- **Testo da leggere**:

★ ★ ★ ★

Dopo l'assemblea tenutasi presso la S.R.M.S. della Nave a Rovezzano - promossa dal Consi­glio del circolo medesimo e dal gruppo di inva­lidi del L.I.N.A.R. - nella quale sono emersi con­crete proposte che inseriscono una categoria di cittadini nella lotta contro lo sfruttamento e per l'emancipazione, ci sembra opportuno e giusto che quanto segue sia portato a conoscenza di tutti i lavoratori e di tutti coloro che sono inte­ressati a collaborare in questa direzione.

«L'intervento che sto per fare, lo faccio a nome dell'assemblea degli operai, del Consiglio di fabbrica e della delegazione che stasera è qui presente in rappresentanza di tutti gli operai ed impiegati del Calzaturificio CO.AR di Figline Val­darno.

★ ★ ★ ★

Dati estratti da una raccolta
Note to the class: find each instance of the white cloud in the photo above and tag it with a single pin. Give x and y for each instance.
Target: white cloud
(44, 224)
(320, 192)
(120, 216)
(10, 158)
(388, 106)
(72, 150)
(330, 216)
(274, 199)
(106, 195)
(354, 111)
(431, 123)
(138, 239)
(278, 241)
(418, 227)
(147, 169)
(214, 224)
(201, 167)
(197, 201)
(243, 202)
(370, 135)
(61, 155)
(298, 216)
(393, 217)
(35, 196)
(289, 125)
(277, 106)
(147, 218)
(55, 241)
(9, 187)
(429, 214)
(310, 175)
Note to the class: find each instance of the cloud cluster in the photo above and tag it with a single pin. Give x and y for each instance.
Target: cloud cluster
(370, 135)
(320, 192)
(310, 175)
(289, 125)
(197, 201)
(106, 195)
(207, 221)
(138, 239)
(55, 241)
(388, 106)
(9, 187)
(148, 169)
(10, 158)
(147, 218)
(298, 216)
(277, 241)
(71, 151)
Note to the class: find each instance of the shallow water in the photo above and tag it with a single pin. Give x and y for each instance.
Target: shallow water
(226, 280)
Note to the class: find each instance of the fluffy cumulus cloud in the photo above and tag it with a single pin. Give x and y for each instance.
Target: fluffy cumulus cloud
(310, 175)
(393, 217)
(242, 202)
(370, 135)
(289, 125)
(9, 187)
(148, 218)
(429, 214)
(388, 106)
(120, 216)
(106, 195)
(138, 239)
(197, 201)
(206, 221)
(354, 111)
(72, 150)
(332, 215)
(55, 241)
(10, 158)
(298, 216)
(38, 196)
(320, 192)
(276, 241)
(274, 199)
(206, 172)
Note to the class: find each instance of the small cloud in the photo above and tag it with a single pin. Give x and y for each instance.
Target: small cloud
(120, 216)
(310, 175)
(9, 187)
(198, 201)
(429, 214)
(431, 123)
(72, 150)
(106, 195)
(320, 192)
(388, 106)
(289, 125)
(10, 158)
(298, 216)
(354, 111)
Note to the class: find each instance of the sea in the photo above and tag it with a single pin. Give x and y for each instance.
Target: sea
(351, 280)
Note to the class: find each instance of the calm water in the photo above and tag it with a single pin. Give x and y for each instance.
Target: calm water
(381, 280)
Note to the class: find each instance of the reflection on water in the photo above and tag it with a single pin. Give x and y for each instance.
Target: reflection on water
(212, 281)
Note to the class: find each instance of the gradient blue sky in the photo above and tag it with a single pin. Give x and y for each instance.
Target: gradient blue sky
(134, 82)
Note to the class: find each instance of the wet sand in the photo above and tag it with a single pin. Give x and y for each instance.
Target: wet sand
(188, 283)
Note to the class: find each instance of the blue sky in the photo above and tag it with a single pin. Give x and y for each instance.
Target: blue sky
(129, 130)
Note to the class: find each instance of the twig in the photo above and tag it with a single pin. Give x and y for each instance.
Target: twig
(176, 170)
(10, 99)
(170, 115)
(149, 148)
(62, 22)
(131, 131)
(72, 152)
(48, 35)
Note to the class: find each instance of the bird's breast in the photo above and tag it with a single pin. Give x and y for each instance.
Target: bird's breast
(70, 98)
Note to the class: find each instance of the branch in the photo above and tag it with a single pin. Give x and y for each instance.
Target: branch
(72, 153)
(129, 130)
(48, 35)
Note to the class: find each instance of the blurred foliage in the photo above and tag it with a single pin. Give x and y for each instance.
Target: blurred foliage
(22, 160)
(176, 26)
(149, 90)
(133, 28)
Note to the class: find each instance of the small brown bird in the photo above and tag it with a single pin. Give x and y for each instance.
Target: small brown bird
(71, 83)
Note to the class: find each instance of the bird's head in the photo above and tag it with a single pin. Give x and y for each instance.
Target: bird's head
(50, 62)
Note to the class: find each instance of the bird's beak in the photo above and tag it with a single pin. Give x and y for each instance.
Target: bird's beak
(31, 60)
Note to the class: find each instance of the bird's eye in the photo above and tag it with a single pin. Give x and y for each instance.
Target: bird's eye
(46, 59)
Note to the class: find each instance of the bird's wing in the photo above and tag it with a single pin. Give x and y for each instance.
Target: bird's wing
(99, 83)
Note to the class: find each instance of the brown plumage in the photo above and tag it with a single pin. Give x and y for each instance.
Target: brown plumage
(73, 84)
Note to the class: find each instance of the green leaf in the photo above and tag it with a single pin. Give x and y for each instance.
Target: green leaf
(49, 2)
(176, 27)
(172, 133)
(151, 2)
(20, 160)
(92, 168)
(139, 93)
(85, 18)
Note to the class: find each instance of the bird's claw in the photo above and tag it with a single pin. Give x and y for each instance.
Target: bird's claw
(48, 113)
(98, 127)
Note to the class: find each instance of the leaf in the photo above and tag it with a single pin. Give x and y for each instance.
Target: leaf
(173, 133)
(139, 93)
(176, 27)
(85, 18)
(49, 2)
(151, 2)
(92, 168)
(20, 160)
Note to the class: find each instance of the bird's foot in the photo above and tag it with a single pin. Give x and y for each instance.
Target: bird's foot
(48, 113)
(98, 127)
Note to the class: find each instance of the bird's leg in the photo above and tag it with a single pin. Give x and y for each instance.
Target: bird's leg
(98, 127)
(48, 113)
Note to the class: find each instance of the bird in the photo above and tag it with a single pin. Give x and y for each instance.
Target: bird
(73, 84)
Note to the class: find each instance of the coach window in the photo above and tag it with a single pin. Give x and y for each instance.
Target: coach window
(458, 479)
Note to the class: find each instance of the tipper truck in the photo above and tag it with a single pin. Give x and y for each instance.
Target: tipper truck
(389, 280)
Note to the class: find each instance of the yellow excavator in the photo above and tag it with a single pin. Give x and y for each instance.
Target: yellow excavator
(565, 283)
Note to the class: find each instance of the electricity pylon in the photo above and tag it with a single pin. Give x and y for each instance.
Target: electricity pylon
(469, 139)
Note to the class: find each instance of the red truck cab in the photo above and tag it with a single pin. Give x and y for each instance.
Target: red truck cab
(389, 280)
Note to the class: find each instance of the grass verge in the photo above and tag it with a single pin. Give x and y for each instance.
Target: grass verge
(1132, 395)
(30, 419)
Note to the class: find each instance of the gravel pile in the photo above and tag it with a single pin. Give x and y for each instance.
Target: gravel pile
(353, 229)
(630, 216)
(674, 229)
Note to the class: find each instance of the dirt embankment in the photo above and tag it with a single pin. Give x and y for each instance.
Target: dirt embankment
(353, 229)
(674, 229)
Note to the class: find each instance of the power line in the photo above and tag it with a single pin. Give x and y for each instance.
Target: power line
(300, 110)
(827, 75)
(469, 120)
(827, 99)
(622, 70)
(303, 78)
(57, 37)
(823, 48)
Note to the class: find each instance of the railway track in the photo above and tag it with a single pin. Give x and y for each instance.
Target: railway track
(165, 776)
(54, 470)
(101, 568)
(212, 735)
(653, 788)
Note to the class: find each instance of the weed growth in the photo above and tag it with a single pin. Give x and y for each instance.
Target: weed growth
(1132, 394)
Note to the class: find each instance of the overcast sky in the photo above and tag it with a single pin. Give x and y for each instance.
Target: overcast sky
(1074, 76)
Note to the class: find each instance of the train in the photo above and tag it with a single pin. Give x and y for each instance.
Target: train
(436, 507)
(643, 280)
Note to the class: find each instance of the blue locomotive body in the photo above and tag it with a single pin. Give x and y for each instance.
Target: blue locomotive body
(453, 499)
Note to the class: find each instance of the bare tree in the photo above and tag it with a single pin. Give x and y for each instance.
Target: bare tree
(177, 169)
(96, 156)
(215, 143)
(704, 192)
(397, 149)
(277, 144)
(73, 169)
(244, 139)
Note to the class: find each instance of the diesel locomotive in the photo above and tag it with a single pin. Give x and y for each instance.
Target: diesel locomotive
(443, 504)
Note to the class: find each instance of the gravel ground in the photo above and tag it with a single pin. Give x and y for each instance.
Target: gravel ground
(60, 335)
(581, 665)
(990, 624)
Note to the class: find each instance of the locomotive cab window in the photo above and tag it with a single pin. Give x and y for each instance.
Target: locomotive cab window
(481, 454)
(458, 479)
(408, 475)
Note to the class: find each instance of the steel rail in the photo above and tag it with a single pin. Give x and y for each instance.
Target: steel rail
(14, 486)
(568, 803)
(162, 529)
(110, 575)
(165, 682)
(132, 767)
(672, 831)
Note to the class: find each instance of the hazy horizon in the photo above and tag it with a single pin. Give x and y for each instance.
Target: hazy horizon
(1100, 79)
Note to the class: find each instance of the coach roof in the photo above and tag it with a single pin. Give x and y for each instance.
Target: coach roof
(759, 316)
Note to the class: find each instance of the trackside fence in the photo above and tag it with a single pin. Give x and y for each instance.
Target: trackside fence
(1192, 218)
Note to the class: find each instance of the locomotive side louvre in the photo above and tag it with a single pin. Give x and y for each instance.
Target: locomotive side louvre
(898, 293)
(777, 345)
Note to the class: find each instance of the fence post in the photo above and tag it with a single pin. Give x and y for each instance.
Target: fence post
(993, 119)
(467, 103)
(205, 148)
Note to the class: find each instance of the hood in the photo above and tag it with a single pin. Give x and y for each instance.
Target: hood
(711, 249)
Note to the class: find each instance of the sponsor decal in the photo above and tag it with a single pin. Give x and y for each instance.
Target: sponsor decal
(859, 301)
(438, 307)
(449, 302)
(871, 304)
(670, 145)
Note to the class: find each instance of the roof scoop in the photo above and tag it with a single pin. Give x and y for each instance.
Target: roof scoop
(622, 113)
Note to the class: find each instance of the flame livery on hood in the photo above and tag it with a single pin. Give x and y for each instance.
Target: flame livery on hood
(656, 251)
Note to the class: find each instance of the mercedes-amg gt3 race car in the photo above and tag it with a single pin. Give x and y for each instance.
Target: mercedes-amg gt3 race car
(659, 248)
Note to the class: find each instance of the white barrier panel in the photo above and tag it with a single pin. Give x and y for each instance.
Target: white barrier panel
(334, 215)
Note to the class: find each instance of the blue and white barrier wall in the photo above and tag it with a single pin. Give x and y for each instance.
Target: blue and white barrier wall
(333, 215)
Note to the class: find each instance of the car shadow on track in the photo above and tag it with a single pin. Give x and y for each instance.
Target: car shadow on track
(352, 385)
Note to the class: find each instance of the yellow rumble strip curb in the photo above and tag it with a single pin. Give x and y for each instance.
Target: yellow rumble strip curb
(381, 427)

★ ★ ★ ★

- **Consegna**: Estrai dal testo sull'assemblea di Rovezzano il passo che comincia con «Dopo l'assemblea tenutasi» e prosegue fino a «in questa direzione.», riportandolo parola per parola.

- **Soluzione**:
Dopo l'assemblea tenutasi presso la S.R.M.S. della Nave a Rovezzano - promossa dal Consi­glio del circolo medesimo e dal gruppo di inva­lidi del L.I.N.A.R. - nella quale sono emersi con­crete proposte che inseriscono una categoria di cittadini nella lotta contro lo sfruttamento e per l'emancipazione, ci sembra opportuno e giusto che quanto segue sia portato a conoscenza di tutti i lavoratori e di tutti coloro che sono inte­ressati a collaborare in questa direzione.